◆ Work order
Write out every entry word for word.

──────── Dataset excerpts

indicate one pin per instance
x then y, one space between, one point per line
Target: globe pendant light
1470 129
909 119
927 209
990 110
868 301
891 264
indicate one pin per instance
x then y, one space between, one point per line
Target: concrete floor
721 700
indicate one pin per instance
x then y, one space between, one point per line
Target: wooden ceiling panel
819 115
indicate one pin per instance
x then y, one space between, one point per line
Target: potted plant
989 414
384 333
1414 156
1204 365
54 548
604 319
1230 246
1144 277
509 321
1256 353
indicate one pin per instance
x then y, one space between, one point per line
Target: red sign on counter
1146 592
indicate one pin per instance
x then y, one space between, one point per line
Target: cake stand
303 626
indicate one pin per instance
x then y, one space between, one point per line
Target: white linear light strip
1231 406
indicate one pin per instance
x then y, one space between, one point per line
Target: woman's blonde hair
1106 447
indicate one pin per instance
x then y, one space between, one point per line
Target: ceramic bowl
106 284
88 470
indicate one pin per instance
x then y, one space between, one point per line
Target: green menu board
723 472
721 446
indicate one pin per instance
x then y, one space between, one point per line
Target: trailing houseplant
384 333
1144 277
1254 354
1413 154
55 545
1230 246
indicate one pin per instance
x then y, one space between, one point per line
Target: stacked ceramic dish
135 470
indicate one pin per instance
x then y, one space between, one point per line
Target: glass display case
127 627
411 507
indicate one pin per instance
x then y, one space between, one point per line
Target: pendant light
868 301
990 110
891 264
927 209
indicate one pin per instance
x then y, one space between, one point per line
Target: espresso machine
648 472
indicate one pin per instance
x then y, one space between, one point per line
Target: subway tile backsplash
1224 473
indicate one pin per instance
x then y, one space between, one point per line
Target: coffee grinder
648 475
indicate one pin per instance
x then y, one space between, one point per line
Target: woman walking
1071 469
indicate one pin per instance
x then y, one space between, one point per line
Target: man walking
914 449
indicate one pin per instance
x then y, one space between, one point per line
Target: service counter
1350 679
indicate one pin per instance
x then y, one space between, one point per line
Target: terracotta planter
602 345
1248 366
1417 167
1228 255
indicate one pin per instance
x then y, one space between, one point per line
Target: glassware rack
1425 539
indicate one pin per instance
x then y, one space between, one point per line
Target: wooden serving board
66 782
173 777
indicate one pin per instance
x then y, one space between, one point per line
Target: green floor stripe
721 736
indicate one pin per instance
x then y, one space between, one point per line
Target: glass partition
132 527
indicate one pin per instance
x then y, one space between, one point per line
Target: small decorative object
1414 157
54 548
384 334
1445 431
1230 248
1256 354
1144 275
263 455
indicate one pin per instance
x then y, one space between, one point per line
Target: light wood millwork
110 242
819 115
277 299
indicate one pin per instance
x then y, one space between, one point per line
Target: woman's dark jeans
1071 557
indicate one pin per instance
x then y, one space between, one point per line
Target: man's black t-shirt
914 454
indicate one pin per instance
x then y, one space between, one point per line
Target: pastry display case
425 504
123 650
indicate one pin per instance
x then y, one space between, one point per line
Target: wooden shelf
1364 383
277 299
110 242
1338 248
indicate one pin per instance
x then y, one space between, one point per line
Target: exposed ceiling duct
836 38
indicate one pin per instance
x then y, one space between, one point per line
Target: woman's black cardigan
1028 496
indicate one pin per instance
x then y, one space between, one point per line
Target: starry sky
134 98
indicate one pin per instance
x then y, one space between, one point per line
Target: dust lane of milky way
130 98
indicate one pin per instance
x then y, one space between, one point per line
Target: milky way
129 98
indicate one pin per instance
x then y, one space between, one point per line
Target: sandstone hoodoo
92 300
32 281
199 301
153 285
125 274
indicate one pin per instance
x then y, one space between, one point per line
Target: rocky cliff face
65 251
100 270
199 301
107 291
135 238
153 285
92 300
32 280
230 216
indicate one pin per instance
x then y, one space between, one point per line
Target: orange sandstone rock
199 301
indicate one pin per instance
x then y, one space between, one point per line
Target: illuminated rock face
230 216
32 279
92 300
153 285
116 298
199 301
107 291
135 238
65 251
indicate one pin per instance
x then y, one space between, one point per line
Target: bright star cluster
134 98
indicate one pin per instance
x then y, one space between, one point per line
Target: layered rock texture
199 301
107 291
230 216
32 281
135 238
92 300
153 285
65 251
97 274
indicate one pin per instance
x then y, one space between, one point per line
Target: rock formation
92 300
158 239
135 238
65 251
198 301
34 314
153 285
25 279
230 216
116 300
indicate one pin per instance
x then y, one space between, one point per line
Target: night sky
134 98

────────────────

◆ Finished task
indicate one pin per instance
x then y, one space between, one point per line
Target: globe pendant light
1470 129
909 119
927 209
990 110
868 301
891 264
indicate one pin per instance
x then y, one space between, one point per line
Target: concrete floor
721 700
indicate one pin per instance
x then y, one space between, one point per line
Target: wooden ceiling panel
819 115
indicate one pin per instance
x then y, one space between, one point per line
Target: potted plant
989 414
384 333
1414 156
1204 365
54 548
604 319
1230 246
1144 277
509 321
1256 353
indicate one pin per instance
x then y, one space between, one point per line
Target: red sign on counter
1146 592
indicate one pin per instance
x then y, one space between, one point per line
Target: cake stand
303 626
indicate one pin per instance
x then y, one space between, one point per line
Target: white linear light strip
1231 406
indicate one pin per instance
x then y, one space between, one point per line
Target: woman's blonde hair
1106 447
indicate one pin per instance
x then y, one space between, one point per line
Target: ceramic bowl
106 284
88 470
indicate one pin per instance
x then y, one space between, one point per line
Target: green menu board
723 472
721 446
indicate one pin per instance
x then y, one space between, one point per line
Target: trailing houseplant
384 333
1144 277
1254 354
1413 154
55 545
1230 246
indicate one pin per instance
x then y, one space between, one point per line
Target: stacked ceramic dish
135 470
indicate one pin per instance
x then y, one space between, one point per line
Target: glass display case
127 627
411 507
indicate one pin per instance
x then y, one space between, one point per line
Target: pendant light
868 301
990 110
891 264
927 209
indicate one pin per instance
x then y, one space between, one point per line
Target: espresso machine
648 472
indicate one pin per instance
x then y, one space between, one point per line
Target: subway tile backsplash
1224 473
indicate one pin per instance
x then y, one space between, one point per line
Target: coffee grinder
648 475
indicate one pin per instance
x then y, one space between, one point per line
Target: woman walking
1071 469
indicate one pin per instance
x then y, one space between, one point per line
Target: man walking
914 449
indicate one pin per instance
x then y, one space between, one point per line
Target: service counter
1350 679
indicate one pin per instance
x then y, one space between, one point per line
Target: terracotta planter
602 345
1248 366
1417 167
1228 255
indicate one pin per instance
x then y, one space between, one point per line
Target: glassware rack
1425 539
indicate one pin per instance
x then y, one space between, one point per line
Target: wooden serving board
66 782
173 777
indicate one pin per instance
x then y, one space between, one point per line
Target: green floor stripe
721 736
indicate one pin per instance
x then y, one space between, one point per line
Target: glass partition
132 527
indicate one pin per instance
x then y, one space between, one point per line
Target: small decorative object
1414 157
54 548
384 334
1445 431
1230 248
1256 354
1144 275
263 455
indicate one pin per instance
x then y, one space between, one point per line
Target: light wood millwork
110 242
819 115
277 299
indicate one pin per instance
x then y, one space between, one point per line
Target: woman's dark jeans
1071 557
indicate one pin per instance
x then y, one space between, one point per line
Target: man's black t-shirt
914 454
indicate one pin per instance
x then y, one space between, one point per line
Target: pastry display case
425 504
123 650
indicate one pin per instance
x then y, one space between, one point per line
Target: wooden shelf
1364 383
277 299
110 242
1338 248
indicate one pin per instance
x then y, one space between, one point per line
Target: exposed ceiling duct
836 38
indicate one pin per instance
x then y, one space between, one point per line
Target: woman's black cardigan
1028 496
indicate one pin per instance
x then y, one space between, one point per line
Target: starry sky
134 98
indicate one pin per instance
x then y, one space between, one point per line
Target: dust lane of milky way
130 98
indicate one pin per instance
x then y, one space between, one point per line
Target: milky way
129 98
indicate one pin per instance
x then y, one space between, one point per line
Target: sandstone hoodoo
92 300
32 281
199 301
153 285
125 274
indicate one pin per instance
x then y, one space between, one point per line
Target: rocky cliff face
65 251
100 270
199 301
107 291
135 238
153 285
92 300
32 280
230 216
indicate one pin per instance
x then y, one space between, one point per line
Target: orange sandstone rock
199 301
indicate one pin per instance
x then y, one space between, one point per line
Target: illuminated rock face
230 216
32 279
92 300
153 285
116 298
199 301
107 291
135 238
65 251
indicate one pin per instance
x then y, one space between, one point per line
Target: bright star cluster
134 98
indicate one pin per instance
x then y, one space between, one point per line
Target: layered rock texture
199 301
107 291
230 216
32 281
135 238
92 300
153 285
65 251
97 274
indicate one pin per instance
x then y, one space between, one point per line
Target: rock formation
92 300
158 239
135 238
65 251
198 301
34 314
153 285
25 279
230 216
116 300
indicate one pin per instance
x then y, one space between, one point per line
Target: night sky
134 98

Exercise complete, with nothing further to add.